● Resultado esperado
Indica cuántas líneas del listado que sigue contienen la cadena "cloud", distinguiendo entre mayúsculas y minúsculas. Responde únicamente con el número.

══ Datos proporcionados

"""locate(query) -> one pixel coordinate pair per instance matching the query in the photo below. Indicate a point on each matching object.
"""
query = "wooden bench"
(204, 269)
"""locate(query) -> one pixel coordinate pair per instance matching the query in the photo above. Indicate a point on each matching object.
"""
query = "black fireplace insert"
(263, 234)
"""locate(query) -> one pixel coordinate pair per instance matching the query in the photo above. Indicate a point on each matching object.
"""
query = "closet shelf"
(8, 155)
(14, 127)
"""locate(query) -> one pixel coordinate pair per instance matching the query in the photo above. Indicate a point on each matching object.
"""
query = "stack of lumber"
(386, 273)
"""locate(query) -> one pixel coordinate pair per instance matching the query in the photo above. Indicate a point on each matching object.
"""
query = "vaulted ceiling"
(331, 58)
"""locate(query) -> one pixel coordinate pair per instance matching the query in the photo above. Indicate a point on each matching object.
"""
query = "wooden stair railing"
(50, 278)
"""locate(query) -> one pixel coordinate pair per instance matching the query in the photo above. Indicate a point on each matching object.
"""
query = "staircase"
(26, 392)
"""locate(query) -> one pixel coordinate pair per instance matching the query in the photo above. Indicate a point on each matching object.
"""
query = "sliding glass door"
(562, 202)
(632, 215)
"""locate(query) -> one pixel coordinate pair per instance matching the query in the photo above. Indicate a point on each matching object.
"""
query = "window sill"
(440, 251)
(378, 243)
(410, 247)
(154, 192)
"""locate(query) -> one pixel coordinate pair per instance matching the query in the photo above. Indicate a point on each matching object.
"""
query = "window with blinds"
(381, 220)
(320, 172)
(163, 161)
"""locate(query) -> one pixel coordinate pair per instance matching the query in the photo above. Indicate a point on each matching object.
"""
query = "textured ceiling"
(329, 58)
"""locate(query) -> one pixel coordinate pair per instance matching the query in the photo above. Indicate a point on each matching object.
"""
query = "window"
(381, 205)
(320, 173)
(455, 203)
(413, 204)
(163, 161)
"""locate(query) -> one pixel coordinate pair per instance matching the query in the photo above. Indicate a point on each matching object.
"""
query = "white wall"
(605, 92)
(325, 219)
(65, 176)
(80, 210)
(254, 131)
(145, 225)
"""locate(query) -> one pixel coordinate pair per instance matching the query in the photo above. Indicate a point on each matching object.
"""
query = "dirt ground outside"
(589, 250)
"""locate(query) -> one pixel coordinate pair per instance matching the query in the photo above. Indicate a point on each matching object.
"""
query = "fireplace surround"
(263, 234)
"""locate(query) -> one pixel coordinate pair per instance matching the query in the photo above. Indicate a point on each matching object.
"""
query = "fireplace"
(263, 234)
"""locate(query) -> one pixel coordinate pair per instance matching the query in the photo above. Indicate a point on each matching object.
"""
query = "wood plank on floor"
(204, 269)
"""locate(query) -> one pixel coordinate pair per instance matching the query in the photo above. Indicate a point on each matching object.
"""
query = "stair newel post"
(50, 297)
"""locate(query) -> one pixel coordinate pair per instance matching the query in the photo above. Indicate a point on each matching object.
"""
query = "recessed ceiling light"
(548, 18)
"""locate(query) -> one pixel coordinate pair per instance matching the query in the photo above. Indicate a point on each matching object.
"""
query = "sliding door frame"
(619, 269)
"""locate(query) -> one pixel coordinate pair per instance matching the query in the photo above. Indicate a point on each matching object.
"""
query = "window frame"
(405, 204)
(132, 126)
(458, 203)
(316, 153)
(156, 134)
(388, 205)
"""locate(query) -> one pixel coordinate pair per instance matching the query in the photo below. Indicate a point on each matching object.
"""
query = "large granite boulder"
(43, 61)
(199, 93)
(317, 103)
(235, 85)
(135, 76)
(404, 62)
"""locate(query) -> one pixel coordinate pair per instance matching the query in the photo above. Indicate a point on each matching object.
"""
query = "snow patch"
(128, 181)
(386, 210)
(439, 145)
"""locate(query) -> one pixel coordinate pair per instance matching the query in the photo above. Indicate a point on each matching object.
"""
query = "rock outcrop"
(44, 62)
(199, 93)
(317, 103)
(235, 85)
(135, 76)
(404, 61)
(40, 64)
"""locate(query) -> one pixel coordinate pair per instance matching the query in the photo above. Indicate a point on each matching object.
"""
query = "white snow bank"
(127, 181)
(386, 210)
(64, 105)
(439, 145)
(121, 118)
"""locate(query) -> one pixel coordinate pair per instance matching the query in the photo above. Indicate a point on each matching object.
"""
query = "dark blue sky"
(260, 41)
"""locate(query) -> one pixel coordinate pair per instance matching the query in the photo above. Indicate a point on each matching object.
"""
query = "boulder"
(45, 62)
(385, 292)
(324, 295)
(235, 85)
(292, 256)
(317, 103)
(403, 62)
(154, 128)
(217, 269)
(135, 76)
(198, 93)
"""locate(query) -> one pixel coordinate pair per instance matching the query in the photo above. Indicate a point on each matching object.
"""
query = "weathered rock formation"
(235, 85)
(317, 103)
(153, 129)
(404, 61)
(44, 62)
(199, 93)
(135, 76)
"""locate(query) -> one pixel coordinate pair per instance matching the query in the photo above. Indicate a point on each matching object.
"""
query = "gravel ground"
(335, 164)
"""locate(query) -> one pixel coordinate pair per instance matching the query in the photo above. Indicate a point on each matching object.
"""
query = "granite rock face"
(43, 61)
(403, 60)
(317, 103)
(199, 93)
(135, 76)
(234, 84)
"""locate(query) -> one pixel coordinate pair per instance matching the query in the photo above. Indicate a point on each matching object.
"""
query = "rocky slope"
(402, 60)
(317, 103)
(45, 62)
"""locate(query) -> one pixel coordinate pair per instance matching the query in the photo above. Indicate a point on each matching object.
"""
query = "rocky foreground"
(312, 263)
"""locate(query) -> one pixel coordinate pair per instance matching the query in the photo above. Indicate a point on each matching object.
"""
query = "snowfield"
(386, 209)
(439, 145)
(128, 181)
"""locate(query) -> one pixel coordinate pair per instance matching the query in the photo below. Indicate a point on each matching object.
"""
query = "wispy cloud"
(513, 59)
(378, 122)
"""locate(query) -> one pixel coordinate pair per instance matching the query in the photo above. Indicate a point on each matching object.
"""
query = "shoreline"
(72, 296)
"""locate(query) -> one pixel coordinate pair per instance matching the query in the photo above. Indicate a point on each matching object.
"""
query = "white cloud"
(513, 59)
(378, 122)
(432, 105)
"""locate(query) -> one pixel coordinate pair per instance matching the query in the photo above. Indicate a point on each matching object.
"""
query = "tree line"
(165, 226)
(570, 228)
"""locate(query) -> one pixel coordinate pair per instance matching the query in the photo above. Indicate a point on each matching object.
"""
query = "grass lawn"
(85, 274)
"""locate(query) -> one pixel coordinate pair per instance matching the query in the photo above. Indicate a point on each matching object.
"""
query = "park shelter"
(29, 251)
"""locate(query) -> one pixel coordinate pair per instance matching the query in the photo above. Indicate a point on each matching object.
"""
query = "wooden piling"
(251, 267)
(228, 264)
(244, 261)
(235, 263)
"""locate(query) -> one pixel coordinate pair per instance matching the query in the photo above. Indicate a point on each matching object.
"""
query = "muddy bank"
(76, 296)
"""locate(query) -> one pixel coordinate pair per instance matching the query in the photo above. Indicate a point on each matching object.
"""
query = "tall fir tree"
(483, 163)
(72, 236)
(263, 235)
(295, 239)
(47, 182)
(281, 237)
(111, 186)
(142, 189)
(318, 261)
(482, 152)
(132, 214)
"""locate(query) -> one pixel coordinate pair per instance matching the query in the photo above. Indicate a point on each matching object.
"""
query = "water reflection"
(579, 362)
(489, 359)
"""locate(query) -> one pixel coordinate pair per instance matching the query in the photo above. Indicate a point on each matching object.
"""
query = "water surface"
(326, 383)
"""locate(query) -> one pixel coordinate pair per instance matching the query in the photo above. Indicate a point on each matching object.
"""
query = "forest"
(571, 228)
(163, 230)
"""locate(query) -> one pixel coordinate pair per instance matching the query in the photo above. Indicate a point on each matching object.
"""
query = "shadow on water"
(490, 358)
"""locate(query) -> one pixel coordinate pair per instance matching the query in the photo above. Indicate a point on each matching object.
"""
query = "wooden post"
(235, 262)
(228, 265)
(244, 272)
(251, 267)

════

● Solución redactada
2